Document segment >>
==========
Isn’t illegal immigration more equivalent to smuggling than to free trade?

I would favour easier, cheaper and quicker regulation of immigration, which would need to be coupled with general reforms to cut back on welfare and making it easy to work legally, repealing the minimum wage etc.

But I find it hard to see how mass scale law-breaking can be ignored without serious knock-on problems.

I respectfully disagree with Mr. Charlton — or, rather, I submit that he (like so many other persons) is inappropriately distracted by immigrants’ “legal” status.

A critical distinction in Anglo-American law is that between actions that are malum in se [3] and actions that are malum prohibitum [4].  Some actions are malum in se — wrong in themselves.  Examples are murder, rape, theft, and fraud.  These actions are now formally prohibited by legislation, but their wrongness — indeed, their very illegality — exists independently of legislative prohibition.  If, say, the Virginia legislature were to repeal its statutory prohibition on murder, murder would still be wrong and criminal in Virginia.  Murderers would still be wrongdoers and criminals.  If the State government refused to punish such criminals, people would do so privately.

Other actions are malum prohibitum — “wrong” merely because the government proclaims these actions to be wrong.  One example is avoiding taxes.  If Uncle Sam tomorrow abolishes the federal income tax, failure of Americans to send money to Washington would be neither wrong nor criminal, and persons who send no money to Washington would not be regarded by their neighbors and co-workers as despicable louts whose company should be avoided.

To attach the label “criminal” both to persons who commit actions that are malum in se and to persons whose only wrongdoing is the commission of actions that are merely malum prohibitum is to use language confusingly.  It is to dilute the scorn and loathing that true criminals deserve.  After all, if someone whose only offense is to cross the U.S.-Mexico border in search of a job is a criminal, what is a shoplifter or a child-beater or a murderer?
==========
Dataset section >>
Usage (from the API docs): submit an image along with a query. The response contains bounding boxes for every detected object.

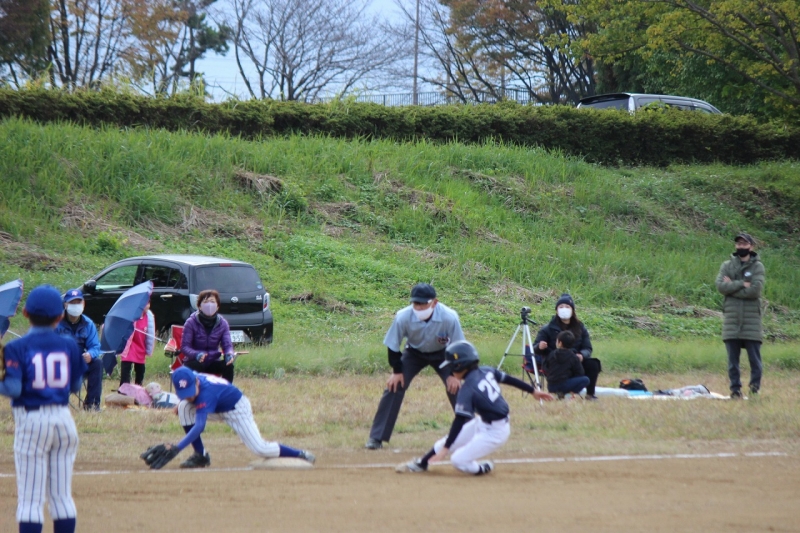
==========
Task details >>
Answer these from the immigration text:
1. Which state legislature appears in the murder example?
2. What example of a malum prohibitum action is given?
3. Which wage rule does the writer of the opening comment want repealed?
The lines above come from a different source than the text.

Answer for this exercise >>
1. Virginia's
2. Avoiding taxes
3. The minimum wage